* _What you will do_
List every line in the items below that contains the string "light".

* _Object position label entries_
________________________

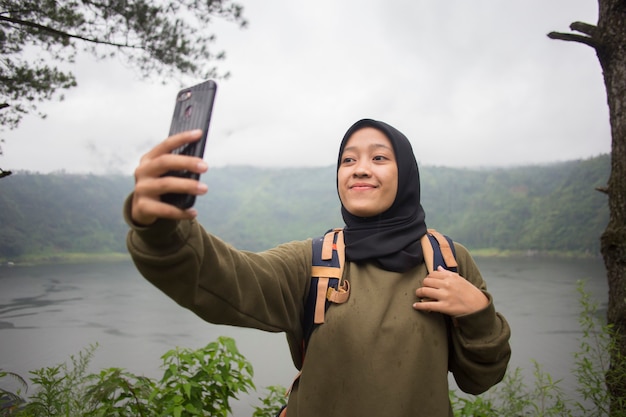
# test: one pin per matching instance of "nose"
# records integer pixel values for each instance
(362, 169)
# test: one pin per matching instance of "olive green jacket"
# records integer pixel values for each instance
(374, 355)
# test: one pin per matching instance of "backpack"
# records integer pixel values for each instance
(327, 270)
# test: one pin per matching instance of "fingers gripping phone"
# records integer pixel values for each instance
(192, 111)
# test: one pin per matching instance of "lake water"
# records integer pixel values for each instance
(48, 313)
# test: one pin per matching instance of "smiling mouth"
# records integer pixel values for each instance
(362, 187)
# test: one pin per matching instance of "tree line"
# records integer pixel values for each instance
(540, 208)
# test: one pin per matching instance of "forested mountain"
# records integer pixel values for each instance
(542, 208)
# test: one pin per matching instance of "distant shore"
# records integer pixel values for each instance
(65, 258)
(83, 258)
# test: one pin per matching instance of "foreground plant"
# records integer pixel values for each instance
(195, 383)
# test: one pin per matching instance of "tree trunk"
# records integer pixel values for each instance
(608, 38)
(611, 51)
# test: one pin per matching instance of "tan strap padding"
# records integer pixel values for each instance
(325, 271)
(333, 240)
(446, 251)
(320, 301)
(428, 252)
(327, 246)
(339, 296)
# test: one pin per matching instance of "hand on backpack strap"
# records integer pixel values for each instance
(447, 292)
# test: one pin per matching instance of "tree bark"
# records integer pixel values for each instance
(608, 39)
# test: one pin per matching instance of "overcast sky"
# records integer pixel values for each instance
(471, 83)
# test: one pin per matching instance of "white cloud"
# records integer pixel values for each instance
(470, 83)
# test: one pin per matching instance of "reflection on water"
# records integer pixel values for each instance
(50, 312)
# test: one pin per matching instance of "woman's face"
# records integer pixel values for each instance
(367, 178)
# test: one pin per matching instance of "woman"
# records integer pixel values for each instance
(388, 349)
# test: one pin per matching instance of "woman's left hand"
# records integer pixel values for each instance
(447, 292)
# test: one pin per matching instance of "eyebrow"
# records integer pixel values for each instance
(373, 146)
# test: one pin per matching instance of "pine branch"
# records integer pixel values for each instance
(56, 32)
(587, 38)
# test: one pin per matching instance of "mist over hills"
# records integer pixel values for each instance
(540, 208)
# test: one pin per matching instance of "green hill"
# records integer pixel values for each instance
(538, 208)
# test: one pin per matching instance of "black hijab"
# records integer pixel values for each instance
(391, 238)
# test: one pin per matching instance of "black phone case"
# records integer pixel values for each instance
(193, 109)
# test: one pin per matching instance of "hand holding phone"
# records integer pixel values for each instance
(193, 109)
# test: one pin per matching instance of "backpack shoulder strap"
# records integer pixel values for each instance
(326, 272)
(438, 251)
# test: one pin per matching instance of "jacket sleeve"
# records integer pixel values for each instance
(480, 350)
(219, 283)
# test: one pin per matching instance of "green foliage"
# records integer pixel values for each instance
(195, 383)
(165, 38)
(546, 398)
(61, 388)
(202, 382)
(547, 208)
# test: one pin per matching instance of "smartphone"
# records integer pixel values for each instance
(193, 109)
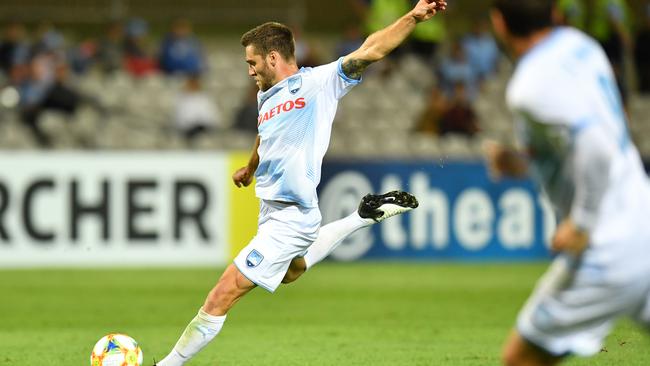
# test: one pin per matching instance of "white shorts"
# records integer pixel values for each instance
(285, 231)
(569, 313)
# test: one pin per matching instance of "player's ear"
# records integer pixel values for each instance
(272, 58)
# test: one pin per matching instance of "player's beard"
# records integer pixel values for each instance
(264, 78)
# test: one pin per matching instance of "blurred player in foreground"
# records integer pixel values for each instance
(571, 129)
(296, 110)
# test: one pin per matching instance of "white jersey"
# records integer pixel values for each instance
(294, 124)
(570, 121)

________________________

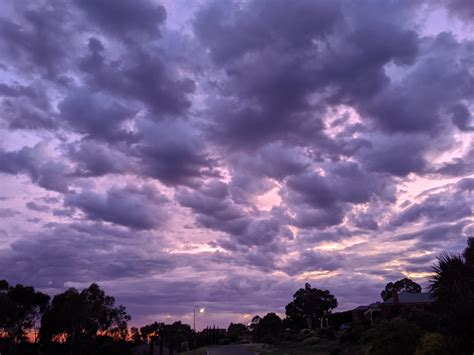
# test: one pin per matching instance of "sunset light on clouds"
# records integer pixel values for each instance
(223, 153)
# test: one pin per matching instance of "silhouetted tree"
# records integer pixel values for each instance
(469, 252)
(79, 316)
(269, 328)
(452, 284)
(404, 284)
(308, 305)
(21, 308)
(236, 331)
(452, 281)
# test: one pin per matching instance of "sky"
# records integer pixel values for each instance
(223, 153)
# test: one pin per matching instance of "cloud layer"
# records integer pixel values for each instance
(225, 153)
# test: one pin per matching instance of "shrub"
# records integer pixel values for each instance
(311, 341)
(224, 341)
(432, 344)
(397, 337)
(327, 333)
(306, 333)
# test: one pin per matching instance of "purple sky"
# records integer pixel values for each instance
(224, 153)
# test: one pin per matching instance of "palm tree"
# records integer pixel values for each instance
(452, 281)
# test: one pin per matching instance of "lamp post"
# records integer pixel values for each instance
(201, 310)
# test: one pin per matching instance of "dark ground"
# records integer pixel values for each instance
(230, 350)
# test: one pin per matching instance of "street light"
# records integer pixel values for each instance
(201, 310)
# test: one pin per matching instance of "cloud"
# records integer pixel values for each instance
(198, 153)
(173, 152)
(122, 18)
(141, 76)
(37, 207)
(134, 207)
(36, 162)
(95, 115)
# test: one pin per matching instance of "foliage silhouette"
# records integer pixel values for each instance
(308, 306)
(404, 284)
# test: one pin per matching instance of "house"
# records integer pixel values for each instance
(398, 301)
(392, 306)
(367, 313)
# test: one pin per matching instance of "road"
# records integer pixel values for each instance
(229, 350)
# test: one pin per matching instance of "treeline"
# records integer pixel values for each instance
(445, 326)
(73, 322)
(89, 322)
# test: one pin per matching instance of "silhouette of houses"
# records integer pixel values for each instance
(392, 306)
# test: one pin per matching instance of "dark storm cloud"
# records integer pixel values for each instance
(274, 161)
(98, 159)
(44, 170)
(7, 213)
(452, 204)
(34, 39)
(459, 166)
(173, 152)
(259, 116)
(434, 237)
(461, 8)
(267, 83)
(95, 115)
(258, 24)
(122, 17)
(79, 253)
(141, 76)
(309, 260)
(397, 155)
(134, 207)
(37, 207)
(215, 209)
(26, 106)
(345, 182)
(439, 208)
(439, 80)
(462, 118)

________________________

* _Answer for this exercise_
# test: one pin per matching instance of "sunset light on clouds"
# test: one pin per matching instance of "street light"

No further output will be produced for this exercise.